Start of SELECTED EXCERPT
October 2013 Honorary Degree Recipient

Doctor of Laws (honoris causa)

“It’s so rewarding, it feels almost selfish.”

That’s the unexpected reason Dr. David S. Precious gives for his almost 20 years of performing free corrective surgery on children with cleft lip and palate in countries like Vietnam, Tunisia, Brazil and India. And it provides some insight into the character of the man whose colleague Dr. Chad Robertson describes as having brought more recognition to the Faculty of Dentistry at Dalhousie than any other individual.

Dr. Precious is an internationally recognized leader in the field of oral and maxillofacial surgery, in particular helping patients with congenital cleft lip and palate—treatable fissures or gaps in the mouth that occur in newborns during gestation. His association with Dalhousie stretches back to his student days, when he obtained his Doctor of Dental Surgery and his Master of Science here. He went on to teach at Dalhousie, eventually chairing the Department of Oral and Maxillofacial Sciences before being appointed Dean of the Faculty of Dentistry in 2003, a position he held until 2008. As Dean Emeritus and professor of Oral and Maxillofacial Surgery, he continues his association with Dalhousie.

As a result of his stature as a world leader in his field, Dr. Precious has been asked to serve on the editorial boards of four major maxillofacial surgery scholarly journals. He has authored more than 200 peer-reviewed publications and abstracts, 15 book chapters and eight books, and has delivered more than 250 international lectures and presentations at learned society meetings. Based on his research, surgical procedures have been developed that result in dramatic functional improvements for patients with cleft palate or dental facial deformities.

Dr. Precious is a precise surgeon. The success of his surgical outcomes at the IWK Health Centre and Capital Health here in Halifax have attracted visiting surgeons from Britain, France, Australia, Korea, Japan and the United States, all wanting to observe his technical abilities firsthand.
End of SELECTED EXCERPT
Start of DATA LISTING
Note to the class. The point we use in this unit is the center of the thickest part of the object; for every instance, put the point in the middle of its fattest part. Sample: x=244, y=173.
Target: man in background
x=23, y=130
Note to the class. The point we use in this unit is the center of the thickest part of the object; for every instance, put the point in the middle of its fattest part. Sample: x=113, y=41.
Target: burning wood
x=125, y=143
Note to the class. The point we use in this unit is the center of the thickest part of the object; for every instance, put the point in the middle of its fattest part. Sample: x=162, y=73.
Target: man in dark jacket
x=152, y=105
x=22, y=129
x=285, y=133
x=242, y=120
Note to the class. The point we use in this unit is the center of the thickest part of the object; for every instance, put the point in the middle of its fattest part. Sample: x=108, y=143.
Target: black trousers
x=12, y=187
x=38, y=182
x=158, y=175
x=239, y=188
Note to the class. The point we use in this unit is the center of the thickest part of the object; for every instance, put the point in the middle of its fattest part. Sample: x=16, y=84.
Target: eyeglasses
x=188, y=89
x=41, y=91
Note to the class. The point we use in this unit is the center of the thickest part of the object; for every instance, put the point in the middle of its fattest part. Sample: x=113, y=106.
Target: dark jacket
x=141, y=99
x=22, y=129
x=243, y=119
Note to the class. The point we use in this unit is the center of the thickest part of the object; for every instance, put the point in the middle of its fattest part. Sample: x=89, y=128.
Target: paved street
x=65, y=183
End of DATA LISTING
Start of DATA LISTING
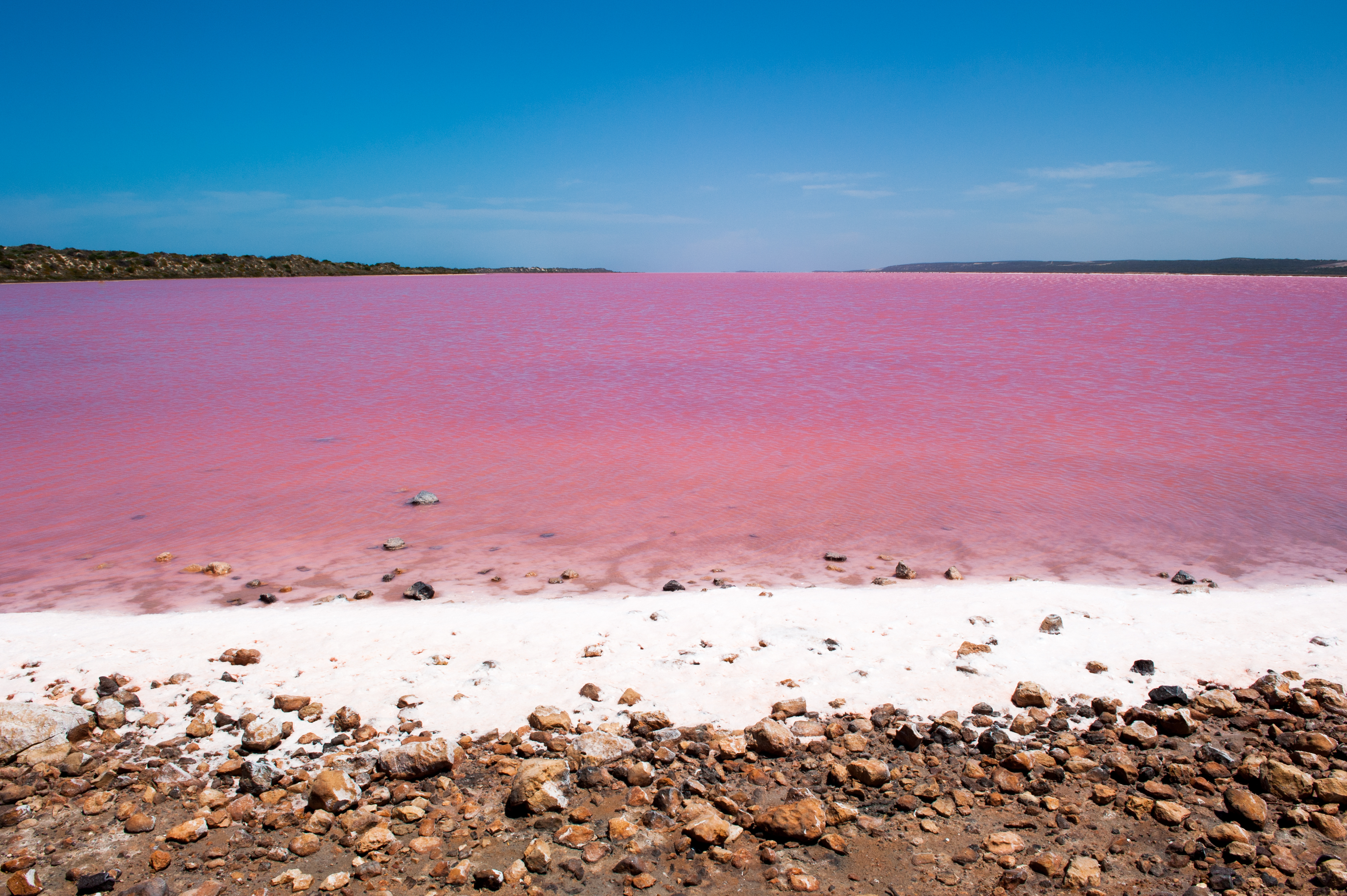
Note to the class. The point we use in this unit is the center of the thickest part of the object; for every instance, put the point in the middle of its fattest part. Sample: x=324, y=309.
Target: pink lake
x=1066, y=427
End of DATA LISTING
Start of DATA LISTING
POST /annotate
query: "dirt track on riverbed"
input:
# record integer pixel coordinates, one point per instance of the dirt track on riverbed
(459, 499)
End of DATA LISTING
EXERCISE TASKS:
A: In the honorary degree profile, in what year was Dr. Precious appointed Dean of the Faculty of Dentistry?
B: Write the next paragraph of the honorary degree profile of Dr. David S. Precious, picking up after its final sentence.

RESPONSES BY TASK:
A: 2003

B:
His technical skill and academic achievements are the result of a lifetime spent dedicated to the pursuit of excellence in his field. But his humanitarian activities began with a chance meeting at a cleft lip and palate conference in New York.

It was 1995 when Dr. Precious met Professor Nagato Natsume, director of the Japanese Cleft Palate Foundation. Professor Natsume invited Dr. Precious to join a delegation of surgeons going to Ben Tre, a remote but populous island in Vietnam, to operate on children with cleft lip and palate. When he returned to Dalhousie, Dr. Precious was so enthusiastic about the experience that he partnered with the Japanese foundation. Over the next two decades, Dr. Precious and his colleagues took part in delegations of surgeons to Japan, Vietnam, Tunisia and elsewhere to perform surgeries and train local doctors.

That training component is crucial, as Dr. Precious says his ultimate goal is to equip local surgeons with the skills so that his team is no longer required. And the learning isn’t one-way, he says, pointing out that local doctors do many things more efficiently and at less cost, so that his team learns from them as well.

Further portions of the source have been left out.